*What you have to do:* The entries that follow should be written out exactly.
* * * * *
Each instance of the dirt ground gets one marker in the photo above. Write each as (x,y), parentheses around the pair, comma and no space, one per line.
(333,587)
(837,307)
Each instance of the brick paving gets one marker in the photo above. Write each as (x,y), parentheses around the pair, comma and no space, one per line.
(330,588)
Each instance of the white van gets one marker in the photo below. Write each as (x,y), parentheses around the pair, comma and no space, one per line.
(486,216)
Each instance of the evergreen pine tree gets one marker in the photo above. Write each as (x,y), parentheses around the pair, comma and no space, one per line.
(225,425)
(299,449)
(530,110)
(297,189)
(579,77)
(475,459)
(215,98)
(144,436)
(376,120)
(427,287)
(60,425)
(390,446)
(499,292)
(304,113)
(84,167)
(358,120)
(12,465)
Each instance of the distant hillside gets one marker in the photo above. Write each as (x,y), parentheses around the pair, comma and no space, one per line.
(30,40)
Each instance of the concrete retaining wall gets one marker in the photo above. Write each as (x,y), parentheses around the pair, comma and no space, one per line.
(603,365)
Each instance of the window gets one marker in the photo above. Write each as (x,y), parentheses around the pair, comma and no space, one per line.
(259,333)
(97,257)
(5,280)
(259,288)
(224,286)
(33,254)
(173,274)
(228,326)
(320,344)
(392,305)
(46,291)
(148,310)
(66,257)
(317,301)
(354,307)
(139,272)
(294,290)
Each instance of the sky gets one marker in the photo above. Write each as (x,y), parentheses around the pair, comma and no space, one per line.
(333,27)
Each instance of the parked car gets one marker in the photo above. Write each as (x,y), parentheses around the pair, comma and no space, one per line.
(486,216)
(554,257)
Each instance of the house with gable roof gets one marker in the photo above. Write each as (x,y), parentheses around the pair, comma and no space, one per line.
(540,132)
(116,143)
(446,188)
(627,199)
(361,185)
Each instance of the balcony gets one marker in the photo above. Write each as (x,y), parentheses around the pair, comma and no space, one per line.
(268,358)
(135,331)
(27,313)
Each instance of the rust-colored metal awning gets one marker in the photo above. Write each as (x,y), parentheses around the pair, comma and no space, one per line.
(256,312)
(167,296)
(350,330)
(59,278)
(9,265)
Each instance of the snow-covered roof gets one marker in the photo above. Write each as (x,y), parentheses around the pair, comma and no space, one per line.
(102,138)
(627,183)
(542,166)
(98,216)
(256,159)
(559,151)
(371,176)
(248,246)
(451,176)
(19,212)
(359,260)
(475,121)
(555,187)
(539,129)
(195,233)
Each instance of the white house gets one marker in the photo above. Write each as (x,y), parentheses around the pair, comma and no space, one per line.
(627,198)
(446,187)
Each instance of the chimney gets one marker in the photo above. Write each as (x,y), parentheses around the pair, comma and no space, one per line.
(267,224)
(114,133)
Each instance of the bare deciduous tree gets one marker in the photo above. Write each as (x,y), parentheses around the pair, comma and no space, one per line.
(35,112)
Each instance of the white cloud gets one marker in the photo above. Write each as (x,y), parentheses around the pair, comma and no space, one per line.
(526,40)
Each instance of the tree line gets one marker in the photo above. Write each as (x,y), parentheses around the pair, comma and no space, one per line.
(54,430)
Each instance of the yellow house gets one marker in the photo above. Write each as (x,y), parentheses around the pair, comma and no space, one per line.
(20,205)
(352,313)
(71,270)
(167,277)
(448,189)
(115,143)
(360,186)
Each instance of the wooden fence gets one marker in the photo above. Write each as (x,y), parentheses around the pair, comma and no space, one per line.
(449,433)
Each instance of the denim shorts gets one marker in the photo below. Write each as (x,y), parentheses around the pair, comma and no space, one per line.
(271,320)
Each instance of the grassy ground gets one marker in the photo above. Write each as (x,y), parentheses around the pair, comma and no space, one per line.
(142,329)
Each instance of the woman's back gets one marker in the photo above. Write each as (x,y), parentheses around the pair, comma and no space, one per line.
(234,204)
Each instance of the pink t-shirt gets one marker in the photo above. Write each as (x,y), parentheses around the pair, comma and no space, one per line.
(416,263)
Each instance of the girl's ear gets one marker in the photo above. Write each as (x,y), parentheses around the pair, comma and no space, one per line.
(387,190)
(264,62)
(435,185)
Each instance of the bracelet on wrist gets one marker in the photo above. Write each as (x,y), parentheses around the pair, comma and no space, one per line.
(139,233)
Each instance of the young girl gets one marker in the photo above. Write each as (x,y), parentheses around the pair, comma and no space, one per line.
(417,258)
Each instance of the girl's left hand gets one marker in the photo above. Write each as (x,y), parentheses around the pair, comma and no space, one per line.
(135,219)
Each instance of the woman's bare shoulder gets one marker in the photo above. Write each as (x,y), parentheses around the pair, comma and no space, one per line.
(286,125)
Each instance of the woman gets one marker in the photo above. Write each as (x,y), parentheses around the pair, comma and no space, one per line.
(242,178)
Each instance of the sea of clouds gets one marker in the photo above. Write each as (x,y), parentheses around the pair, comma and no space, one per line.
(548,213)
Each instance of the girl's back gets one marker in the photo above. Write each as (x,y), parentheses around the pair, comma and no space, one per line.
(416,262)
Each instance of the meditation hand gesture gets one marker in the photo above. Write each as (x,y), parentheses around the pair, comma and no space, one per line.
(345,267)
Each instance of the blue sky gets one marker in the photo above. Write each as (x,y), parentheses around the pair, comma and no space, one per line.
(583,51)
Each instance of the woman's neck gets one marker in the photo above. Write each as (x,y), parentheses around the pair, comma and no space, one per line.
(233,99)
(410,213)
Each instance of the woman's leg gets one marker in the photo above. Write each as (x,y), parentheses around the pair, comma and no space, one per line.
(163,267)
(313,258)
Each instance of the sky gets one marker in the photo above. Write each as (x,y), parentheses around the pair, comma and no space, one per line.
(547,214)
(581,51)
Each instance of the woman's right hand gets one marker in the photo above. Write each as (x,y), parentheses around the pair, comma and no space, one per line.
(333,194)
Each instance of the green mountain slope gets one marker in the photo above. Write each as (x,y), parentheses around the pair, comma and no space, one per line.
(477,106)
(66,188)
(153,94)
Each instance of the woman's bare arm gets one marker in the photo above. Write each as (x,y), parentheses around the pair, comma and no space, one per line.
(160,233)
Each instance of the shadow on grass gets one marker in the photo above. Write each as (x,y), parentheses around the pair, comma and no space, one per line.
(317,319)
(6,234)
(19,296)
* * * * *
*Answer to the task:*
Each instance of the dirt ground gets one marker in the photo above. Write each as (x,y), parentheses around the pair, comma and no space, one per line.
(333,587)
(837,307)
Each instance of the brick paving gets one marker in the photo above. Write each as (x,y), parentheses around the pair, comma and no space, one per line.
(330,588)
Each instance of the white van gets one marker in the photo below. Write each as (x,y), parentheses around the pair, comma and no space, one per line.
(486,216)
Each instance of the evergreen pine tree gets one marker in the photo above. Write each as (x,y), parentheses around the pair, comma and no space, one per line.
(225,425)
(299,449)
(530,110)
(297,189)
(579,77)
(475,459)
(215,98)
(144,436)
(376,120)
(427,287)
(60,425)
(390,446)
(499,292)
(304,113)
(84,167)
(358,120)
(12,465)
Each instance of the distant hillside gets one marker in the photo above. Write each as (x,y), parentheses around the pair, comma and no space, one per line.
(30,40)
Each instance of the concrete retaining wall gets one marker in the photo above. Write each as (x,y), parentheses around the pair, comma and no space, one per line.
(603,365)
Each instance of the window gets one marker in the photo above. Write each as (x,y), parentheses around the pair, comma and no space, one per line.
(259,333)
(97,257)
(5,280)
(259,288)
(224,286)
(33,254)
(173,274)
(228,326)
(320,344)
(392,305)
(46,291)
(148,310)
(66,257)
(317,301)
(354,307)
(139,272)
(294,290)
Each instance of the sky gets one marker in the photo above. Write each as (x,y), parentheses around the pair, comma and no space, one per line.
(333,27)
Each instance of the parked car gets one marker in the photo above. Write each as (x,y), parentheses around the pair, comma and no space, one per line.
(486,216)
(554,257)
Each instance of the house with gable roof gets one marker in the photo above. Write each as (x,y), parentheses around the pair, comma and no space, one per line.
(540,132)
(116,143)
(446,188)
(627,199)
(361,185)
Each instance of the balcony gets one marker in the photo above. Write each as (x,y), parentheses around the pair, comma and no space, one per line.
(268,358)
(135,331)
(27,313)
Each instance of the rust-colored metal awning gets one marker in the photo above. Write each as (x,y), parentheses around the pair, comma and no space, one per line.
(256,312)
(167,296)
(350,330)
(59,278)
(9,265)
Each instance of the snow-covered roof gets one marker in the photo above. Write each as (x,y), parentheses around the pair, comma and no space, one per line.
(102,138)
(627,183)
(542,166)
(98,216)
(256,159)
(559,151)
(371,176)
(248,246)
(451,176)
(19,212)
(359,260)
(475,121)
(555,187)
(539,129)
(195,233)
Each instance of the white house gets one marker in the photo above. Write each as (x,y), parentheses around the pair, comma and no space, one per line.
(627,198)
(446,187)
Each instance of the chimney gets one marker in the photo above. Write each as (x,y), parentheses around the pair, comma and no space, one per line.
(267,224)
(114,133)
Each instance of the bare deciduous tree gets one marker in the photo above. Write each as (x,y), parentheses around the pair, comma and no space, one per line.
(35,112)
Each instance of the white cloud gets one marker in the photo above. Write each as (x,y), parentheses around the pair, comma and no space, one per line.
(526,40)
Each instance of the tree line gets one marker in the photo above. Write each as (x,y), parentheses around the pair, comma and no space, one per line.
(54,430)
Each instance of the yellow house gets one marker in the photo above. Write each as (x,y), parentheses around the pair, comma and no space, one per line.
(20,205)
(352,313)
(71,270)
(167,277)
(448,189)
(115,143)
(360,186)
Each instance of the wooden fence gets one marker in the photo above. Write each as (x,y), parentheses around the pair, comma and no space, one per line.
(449,433)
Each instance of the denim shorts gets one marker in the photo below. Write each as (x,y), parentheses around the pair, comma and no space, one per line.
(271,320)
Each instance of the grassy ground gets one marker in the photo above. Write each as (x,y), parentheses around the pair, comma and no space, one per line.
(142,329)
Each instance of the woman's back gets one marker in the photo above. Write each as (x,y), parentheses around the pair, comma and no space, one per line.
(234,204)
Each instance of the pink t-shirt gets one marker in the photo above. Write each as (x,y), parentheses around the pair, comma and no space, one per line.
(416,263)
Each instance of the girl's ear gets one marker in the photo above. Write each as (x,y), parentheses around the pair, comma and no space, one per line.
(387,190)
(264,62)
(435,185)
Each instance of the bracelet on wrist gets one marker in the photo above. Write each as (x,y), parentheses around the pair, comma and no space, one per line.
(139,233)
Each instance of the young girl gets one marker in the photo above. Write each as (x,y), parentheses around the pair, comma and no space, one per line.
(417,258)
Each instance of the girl's left hand gets one marker in the photo above. Write each as (x,y), parentheses around the pair, comma and no space, one per line.
(135,219)
Each instance of the woman's bare shoulder gets one marker in the photo above. Write each as (x,y), parentheses around the pair, comma and no space, one per line.
(286,125)
Each instance of the woman gets one marker in the photo above. Write each as (x,y), parentheses around the pair, comma and no space, one per line.
(242,178)
Each instance of the sea of clouds gets one marker in the photo above. Write each as (x,y), parentheses around the pair, comma and no space, one per line.
(548,213)
Each instance of the girl's back gets one marker in the photo above. Write each as (x,y), parentheses around the pair, comma and no space, one per line.
(416,262)
Each instance of the meditation hand gesture gets one marker in the photo above. Write each as (x,y), parentheses around the pair, comma and no space, one per line.
(345,267)
Each instance of the blue sky gets one marker in the photo above. Write each as (x,y), parentheses around the pair, comma and no space, one per line.
(583,51)
Each instance of the woman's neck gets one marker in the photo above. Write each as (x,y), parentheses around the pair, comma and no space, one per line.
(233,99)
(410,213)
Each instance of the woman's leg gets one marker in the photo above. Write each as (x,y), parentheses around the pair, comma and no space, one per line.
(163,267)
(313,258)
Each instance of the sky gets one marker in the photo above. Write each as (x,y), parentheses around the pair, comma and no space, one per line.
(547,214)
(581,51)
Each instance of the woman's right hand gets one marker in the photo above. Write each as (x,y), parentheses around the pair, comma and no space, one per line.
(333,194)
Each instance of the green mountain slope gets one marker in the photo above. Write each as (x,y), parentheses around the pair, comma and no space, one per line.
(477,106)
(66,188)
(153,94)
Each instance of the woman's bare arm gets one marker in the photo above. Write each as (x,y), parentheses around the pair, comma and no space, one per line.
(160,233)
Each instance of the shadow on grass gets one marker in the photo above. Write each as (x,y), parentheses around the pair, comma and no space, one per line.
(317,319)
(6,234)
(19,296)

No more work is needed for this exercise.